▸ **DIRECTIVE**
How many lines in the records below contain the string "tree"? Reply with the number alone.

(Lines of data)
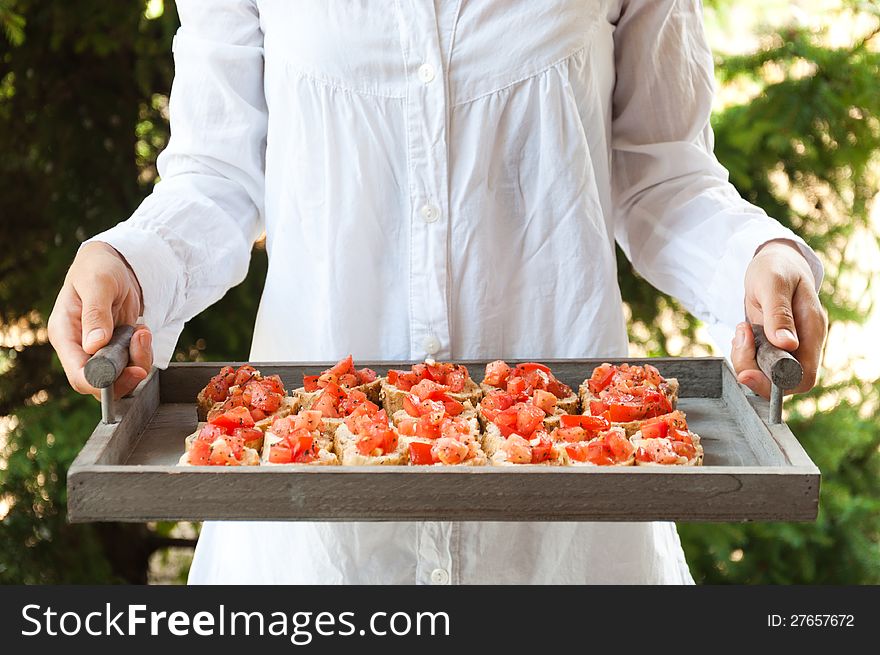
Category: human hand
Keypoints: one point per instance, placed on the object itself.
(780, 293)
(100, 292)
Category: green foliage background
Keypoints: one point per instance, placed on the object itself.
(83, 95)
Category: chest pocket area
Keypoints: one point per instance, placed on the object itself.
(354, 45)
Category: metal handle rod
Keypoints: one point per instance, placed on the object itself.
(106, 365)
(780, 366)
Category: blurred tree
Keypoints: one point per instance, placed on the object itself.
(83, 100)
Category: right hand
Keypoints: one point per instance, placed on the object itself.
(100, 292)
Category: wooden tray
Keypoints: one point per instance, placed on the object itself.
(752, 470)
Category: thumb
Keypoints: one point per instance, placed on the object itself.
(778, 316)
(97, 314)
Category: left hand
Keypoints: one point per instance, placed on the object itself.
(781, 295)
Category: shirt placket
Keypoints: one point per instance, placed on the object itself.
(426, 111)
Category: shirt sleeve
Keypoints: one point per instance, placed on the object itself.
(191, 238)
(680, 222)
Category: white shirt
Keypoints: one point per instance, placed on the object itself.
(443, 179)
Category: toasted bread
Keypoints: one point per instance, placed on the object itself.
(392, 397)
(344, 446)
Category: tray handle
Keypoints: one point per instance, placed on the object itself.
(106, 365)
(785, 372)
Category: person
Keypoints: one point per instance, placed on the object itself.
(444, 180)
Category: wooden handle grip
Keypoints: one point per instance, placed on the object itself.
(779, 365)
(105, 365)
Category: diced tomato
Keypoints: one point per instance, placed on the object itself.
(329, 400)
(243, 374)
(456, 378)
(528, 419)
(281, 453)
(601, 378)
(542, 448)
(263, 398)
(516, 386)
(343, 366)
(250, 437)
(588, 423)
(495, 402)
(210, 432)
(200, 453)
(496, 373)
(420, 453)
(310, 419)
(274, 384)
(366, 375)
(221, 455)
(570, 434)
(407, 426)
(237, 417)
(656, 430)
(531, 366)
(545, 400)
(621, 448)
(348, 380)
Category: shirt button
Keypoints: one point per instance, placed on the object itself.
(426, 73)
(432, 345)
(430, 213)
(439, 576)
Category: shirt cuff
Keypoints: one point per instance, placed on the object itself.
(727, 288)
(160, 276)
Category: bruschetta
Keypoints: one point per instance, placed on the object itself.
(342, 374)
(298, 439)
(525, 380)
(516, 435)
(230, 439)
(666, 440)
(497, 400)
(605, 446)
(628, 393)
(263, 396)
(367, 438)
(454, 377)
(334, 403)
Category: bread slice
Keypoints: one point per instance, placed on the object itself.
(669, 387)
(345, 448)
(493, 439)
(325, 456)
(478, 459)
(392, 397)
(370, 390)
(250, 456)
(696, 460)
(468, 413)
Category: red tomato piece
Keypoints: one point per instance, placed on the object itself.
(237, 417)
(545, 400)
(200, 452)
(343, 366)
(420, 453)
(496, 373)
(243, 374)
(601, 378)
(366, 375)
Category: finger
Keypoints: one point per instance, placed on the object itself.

--

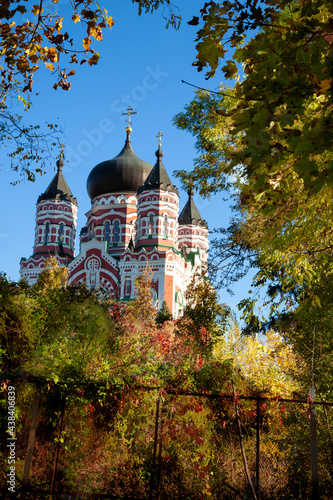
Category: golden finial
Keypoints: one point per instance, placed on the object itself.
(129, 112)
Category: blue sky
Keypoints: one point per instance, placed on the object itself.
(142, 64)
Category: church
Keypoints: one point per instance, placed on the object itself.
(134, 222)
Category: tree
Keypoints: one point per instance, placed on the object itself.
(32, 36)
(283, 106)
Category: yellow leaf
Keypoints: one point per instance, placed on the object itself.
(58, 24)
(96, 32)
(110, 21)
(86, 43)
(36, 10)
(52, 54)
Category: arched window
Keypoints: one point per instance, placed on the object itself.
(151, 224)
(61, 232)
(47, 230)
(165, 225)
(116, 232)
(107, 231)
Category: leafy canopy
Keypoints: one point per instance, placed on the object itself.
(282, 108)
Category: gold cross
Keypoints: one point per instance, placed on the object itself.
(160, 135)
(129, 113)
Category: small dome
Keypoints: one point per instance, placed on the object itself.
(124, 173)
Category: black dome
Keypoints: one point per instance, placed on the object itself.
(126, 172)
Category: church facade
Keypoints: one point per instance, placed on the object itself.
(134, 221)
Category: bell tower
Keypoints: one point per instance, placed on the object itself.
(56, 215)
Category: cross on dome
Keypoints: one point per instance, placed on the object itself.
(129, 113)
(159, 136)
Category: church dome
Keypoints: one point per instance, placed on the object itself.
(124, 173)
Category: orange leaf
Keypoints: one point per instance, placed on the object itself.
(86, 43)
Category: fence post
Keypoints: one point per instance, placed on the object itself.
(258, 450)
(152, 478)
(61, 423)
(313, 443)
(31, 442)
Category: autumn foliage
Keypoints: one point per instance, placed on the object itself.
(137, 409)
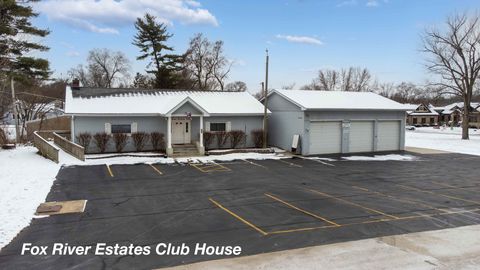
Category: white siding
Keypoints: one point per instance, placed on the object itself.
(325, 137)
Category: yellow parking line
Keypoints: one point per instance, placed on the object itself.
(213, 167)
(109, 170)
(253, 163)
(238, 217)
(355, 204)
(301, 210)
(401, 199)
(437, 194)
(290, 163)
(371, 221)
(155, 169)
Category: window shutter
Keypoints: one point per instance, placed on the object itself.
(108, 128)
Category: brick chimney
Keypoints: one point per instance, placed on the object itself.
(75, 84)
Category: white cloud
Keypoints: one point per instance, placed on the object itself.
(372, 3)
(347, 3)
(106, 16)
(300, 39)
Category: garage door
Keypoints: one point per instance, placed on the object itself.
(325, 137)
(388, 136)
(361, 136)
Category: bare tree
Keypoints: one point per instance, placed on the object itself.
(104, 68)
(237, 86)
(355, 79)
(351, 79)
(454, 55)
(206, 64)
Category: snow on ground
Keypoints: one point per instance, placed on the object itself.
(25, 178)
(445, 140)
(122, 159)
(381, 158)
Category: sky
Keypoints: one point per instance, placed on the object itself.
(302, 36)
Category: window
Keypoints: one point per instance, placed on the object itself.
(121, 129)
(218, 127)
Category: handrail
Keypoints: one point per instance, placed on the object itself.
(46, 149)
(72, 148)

▸ **PROBLEM SOLUTION**
3